(Objectif 1):
Répondez aux questions suivantes à partir du texte sur l'écoute des baleines par fibre optique.
(a) Sur quelle île l'équipe de scientifiques se trouve-t-elle à l'aube ?
(b) Quelle longueur de câble l'équipe déroule-t-elle dans la mer ?
(c) Quels sons des baleines le câble doit-il capturer ?
(Objectif 2): Poursuivez le texte sur l'écoute des baleines par câbles à fibre optique après sa dernière phrase.

(Texte proposé):
********************

L'expérience de la mer des Salish, en Amérique du Nord-Ouest, transforme les câbles de fibre optique sous-marins en immenses microphones pour baleines à des fins de recherche.
À l'aube sur l'île de San Juan, une équipe de scientifiques se tient sur le pont d'une barge et déroulent plus d'un kilomètre de câble à fibre optique dans les eaux glaciales de la mer des Salish, au nord ouest de l'Amérique.
Travaillant à la lueur de leurs lampes frontales, ils tirent la ligne depuis le rivage rocheux jusqu'au fond marin, habitat des orques de la région.
Le pari est que les mêmes brins fins comme des cheveux qui transportent les signaux Internet peuvent être transformés en un microphone sous-marin continu pour capturer les clics, appels et sifflements des baleines de passage – des informations qui pourraient révéler comment elles réagissent au trafic maritime, à la rareté de la nourriture et au changement climatique.
Si l'expérience fonctionne, les milliers de kilomètres de câbles à fibre optique qui croisent déjà le fond des océans pourraient être transformés en un vaste réseau d'écoute qui pourrait éclairer les efforts de conservation dans le monde entier.

********************

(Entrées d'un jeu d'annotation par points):
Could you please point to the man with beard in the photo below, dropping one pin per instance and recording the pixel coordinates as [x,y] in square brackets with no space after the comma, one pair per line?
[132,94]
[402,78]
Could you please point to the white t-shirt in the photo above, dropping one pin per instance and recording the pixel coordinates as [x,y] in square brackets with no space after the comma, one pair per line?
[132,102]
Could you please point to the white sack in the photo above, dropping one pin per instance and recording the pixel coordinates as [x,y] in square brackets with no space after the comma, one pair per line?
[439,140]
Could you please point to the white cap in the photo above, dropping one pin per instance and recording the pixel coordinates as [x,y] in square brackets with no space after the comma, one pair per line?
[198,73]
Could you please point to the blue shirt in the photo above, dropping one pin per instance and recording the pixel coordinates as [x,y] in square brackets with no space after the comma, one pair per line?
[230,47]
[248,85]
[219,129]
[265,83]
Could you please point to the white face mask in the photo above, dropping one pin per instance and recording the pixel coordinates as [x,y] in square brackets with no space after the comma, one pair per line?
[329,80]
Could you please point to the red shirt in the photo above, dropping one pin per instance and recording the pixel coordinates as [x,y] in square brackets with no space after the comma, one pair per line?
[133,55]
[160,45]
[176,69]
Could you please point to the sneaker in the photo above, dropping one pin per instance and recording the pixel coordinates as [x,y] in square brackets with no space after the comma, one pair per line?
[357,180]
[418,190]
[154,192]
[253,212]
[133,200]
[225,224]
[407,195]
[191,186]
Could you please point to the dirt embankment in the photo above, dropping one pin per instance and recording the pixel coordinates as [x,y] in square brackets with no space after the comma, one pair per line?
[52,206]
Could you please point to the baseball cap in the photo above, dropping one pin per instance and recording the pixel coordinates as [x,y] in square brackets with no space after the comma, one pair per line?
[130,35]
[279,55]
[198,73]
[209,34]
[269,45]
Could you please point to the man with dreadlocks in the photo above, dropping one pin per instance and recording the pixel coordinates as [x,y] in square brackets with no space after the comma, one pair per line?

********************

(Réponse attendue 1):
(a) Sur l'île de San Juan.
(b) Plus d'un kilomètre.
(c) Les clics, les appels et les sifflements des baleines de passage.

(Réponse attendue 2):
Transformer les câbles Internet en capteurs océaniques
La technologie, appelée Détection Acoustique Distribuée (DAS), a été développée pour surveiller les pipelines et détecter les problèmes d'infrastructure. Désormais, les scientifiques de l'Université de Washington l'adaptent pour écouter l'océan.
Contrairement aux hydrophones traditionnels qui écoutent depuis un seul point, le DAS transforme l'ensemble du câble en capteur, permettant ainsi de localiser précisément un animal et de déterminer la direction qu'il prend.
"Nous pouvons imaginer que nous avons des milliers d'hydrophones le long du câble enregistrant des données en continu", a déclaré Shima Abadi, professeur à la School of STEM de l'Université de Washington Bothell et à la School of Oceanography de l'Université de Washington.
"Nous pouvons savoir où se trouvent les animaux et mieux comprendre leurs schémas de migration qu'avec les hydrophones."
Les chercheurs ont déjà prouvé que la technologie fonctionne avec les grandes baleines à fanons. Lors d'un test au large de la côte de l'Oregon, ils ont enregistré les grondements à basse fréquence des rorquals communs et des baleines bleues en utilisant des câbles de télécommunications existants.
Mais les orques posent un défi plus grand : leurs clics et appels fonctionnent à des fréquences élevées auxquelles la technologie n'a pas encore été testée.
D'où le déploiement d'environ 1,6 kilomètre de câble à fibre optique dans la mer des Salish pour tester si les câbles Internet peuvent surveiller les orques en danger.
Si l'expérience est concluante, les 1,4 million de kilomètres de câbles sous-marins existants dans le monde pourraient devenir un vaste réseau de surveillance des océans.
Les orques en danger "font face à une triple menace"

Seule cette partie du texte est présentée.